> SOURCE MATERIAL:
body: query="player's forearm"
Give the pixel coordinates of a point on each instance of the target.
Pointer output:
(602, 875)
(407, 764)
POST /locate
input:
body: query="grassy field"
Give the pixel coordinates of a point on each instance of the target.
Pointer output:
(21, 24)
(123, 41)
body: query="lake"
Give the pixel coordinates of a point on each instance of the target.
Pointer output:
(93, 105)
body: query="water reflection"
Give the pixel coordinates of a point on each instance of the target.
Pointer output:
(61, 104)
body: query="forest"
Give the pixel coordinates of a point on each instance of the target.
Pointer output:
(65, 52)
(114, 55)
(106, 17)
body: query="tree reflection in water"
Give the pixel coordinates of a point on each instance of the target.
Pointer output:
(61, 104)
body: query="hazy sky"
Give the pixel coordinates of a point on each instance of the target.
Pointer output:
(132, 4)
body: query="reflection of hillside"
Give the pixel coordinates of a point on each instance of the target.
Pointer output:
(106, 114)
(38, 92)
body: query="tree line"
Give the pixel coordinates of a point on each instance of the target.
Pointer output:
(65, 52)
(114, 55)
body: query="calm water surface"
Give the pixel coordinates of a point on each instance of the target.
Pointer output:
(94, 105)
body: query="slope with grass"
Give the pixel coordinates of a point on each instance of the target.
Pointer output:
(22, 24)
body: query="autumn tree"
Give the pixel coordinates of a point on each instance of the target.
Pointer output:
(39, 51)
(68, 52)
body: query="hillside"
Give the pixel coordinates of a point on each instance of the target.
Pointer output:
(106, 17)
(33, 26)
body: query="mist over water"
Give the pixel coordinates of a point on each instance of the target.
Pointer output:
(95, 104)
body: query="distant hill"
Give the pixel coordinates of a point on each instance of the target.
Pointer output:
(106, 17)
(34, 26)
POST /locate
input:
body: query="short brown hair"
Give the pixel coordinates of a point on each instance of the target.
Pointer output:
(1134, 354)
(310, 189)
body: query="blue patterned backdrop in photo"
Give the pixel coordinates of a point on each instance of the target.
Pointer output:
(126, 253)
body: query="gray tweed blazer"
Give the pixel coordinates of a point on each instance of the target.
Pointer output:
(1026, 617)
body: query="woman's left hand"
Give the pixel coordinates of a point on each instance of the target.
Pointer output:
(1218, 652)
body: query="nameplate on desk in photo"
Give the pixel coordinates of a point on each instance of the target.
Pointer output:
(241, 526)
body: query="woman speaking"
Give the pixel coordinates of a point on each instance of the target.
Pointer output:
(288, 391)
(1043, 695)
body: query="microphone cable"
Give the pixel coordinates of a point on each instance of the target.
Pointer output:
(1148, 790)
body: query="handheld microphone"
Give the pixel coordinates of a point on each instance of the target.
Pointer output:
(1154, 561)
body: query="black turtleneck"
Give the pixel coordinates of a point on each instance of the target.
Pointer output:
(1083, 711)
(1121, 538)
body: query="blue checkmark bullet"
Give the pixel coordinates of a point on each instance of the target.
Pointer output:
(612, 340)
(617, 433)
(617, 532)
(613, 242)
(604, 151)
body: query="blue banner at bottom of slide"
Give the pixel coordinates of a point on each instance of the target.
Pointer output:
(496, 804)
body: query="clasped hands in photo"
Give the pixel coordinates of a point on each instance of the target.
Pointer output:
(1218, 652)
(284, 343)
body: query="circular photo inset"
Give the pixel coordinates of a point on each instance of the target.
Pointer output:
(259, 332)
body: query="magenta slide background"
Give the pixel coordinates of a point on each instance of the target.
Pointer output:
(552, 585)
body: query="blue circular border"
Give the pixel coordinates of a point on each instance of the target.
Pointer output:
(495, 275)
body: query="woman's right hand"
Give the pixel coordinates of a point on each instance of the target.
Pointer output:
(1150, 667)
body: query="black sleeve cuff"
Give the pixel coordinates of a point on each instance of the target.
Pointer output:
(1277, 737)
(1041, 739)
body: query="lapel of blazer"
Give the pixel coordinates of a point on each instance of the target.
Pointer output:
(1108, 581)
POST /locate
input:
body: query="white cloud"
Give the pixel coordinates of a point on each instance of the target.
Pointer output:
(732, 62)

> THE TASK:
Copy the data above in full, exactly as it reads.

> ANSWER FOR THE TASK:
body: query="player's forearm"
Give the pixel coordinates of a point on each instance of the target.
Pointer output:
(602, 875)
(407, 764)
POST /locate
input:
body: query="grassy field"
Give the pixel coordinates of a point on each instance of the target.
Pointer output:
(21, 24)
(123, 41)
body: query="lake"
Give the pixel coordinates of a point on each instance of the target.
Pointer output:
(93, 105)
body: query="water reflection"
Give the pixel coordinates of a point on each instance of the target.
Pointer output:
(61, 104)
body: query="forest"
Give the pixel coordinates of a point on each instance of the target.
Pointer output:
(65, 52)
(114, 55)
(106, 17)
body: query="tree reflection in water"
Give the pixel coordinates of a point on each instance of the target.
Pointer output:
(61, 104)
body: query="hazy sky"
Give the pixel coordinates of a point on each instance of the target.
Pointer output:
(132, 4)
body: query="reflection of hillside"
Give the pixel coordinates of a point on each instance of the target.
Pointer output:
(106, 114)
(38, 92)
body: query="tree line"
Give the pixel coordinates of a point on each instance of the target.
Pointer output:
(65, 52)
(114, 55)
body: query="calm water surface"
Give the pixel coordinates of a point on each instance of the target.
Pointer output:
(94, 105)
body: query="slope with grass"
Give the pixel coordinates of a point on each instance of the target.
Pointer output:
(22, 24)
body: query="autumn tree"
Give the pixel coordinates of a point on each instance of the target.
Pointer output:
(39, 51)
(68, 52)
body: query="hillside"
Give the pixel coordinates of a point on each instance of the target.
Pointer output:
(106, 17)
(33, 26)
body: query="mist over water"
Give the pixel coordinates of a point on each instance of the target.
Pointer output:
(95, 104)
body: query="distant hill"
Give the pixel coordinates of a point on each instance of the target.
Pointer output:
(106, 17)
(34, 26)
POST /locate
input:
body: query="short brown hair"
Give the pixel coordinates of a point on each instance of the target.
Pointer output:
(1134, 354)
(310, 189)
body: query="blue patterned backdrop in photo"
Give the pixel coordinates of a point on each instance of the target.
Pointer output:
(126, 253)
body: query="gray tweed blazer"
Give the pixel coordinates of a point on each instance of the target.
Pointer output:
(1026, 617)
body: query="woman's left hand"
Give the pixel coordinates of a point on each instance of the target.
Pointer output:
(1218, 652)
body: query="nameplate on desk in photo"
Give the pixel coordinates of a point on each instance of the target.
Pointer output:
(241, 526)
body: query="woman speaking"
Give the pixel coordinates of a point on each instance of the target.
Pointer output:
(288, 391)
(1043, 695)
body: query="microphone cable"
Give the pixel coordinates of a point on each instance of the target.
Pointer output:
(1148, 790)
body: query="handheld microphone"
Give the pixel coordinates of a point on each instance of the target.
Pointer output:
(1154, 561)
body: query="black turtleneck"
Give the pixel coordinates of a point on each instance of the target.
Pointer output:
(1083, 711)
(1121, 538)
body: query="blue checkmark bullet"
Give the pixel coordinates of a point on each instance of the target.
Pointer output:
(612, 340)
(617, 433)
(617, 532)
(613, 242)
(604, 151)
body: query="blue banner at bottom of slide"
Give the pixel coordinates of a point on each instance of the target.
Pointer output:
(496, 804)
body: query="clasped hands in photo"
Give the pixel coordinates of a point on each instance of the target.
Pointer output:
(1218, 652)
(284, 343)
body: query="circular photo inset"
Give the pixel coordinates of a point on each instance of the target.
Pointer output:
(259, 332)
body: query="magenta slide background"
Give the pixel coordinates of a point on each instance of the target.
Pointer output:
(552, 585)
body: query="blue circular border"
Give the pixel coordinates of a point on each instance of the target.
Pointer output:
(495, 275)
body: query="woman's right hand"
Give the pixel coordinates of a point on each instance of the target.
Pointer output:
(1150, 667)
body: query="black sleeve cuff"
Give the pixel coordinates of a point on each instance of the target.
Pointer output:
(1277, 737)
(1041, 739)
body: query="lapel of blazer"
Give the pixel coordinates of a point on each instance of the target.
Pointer output:
(1108, 581)
POST /locate
input:
body: query="white cloud"
Give the pixel coordinates of a point on each instance of the target.
Pointer output:
(732, 62)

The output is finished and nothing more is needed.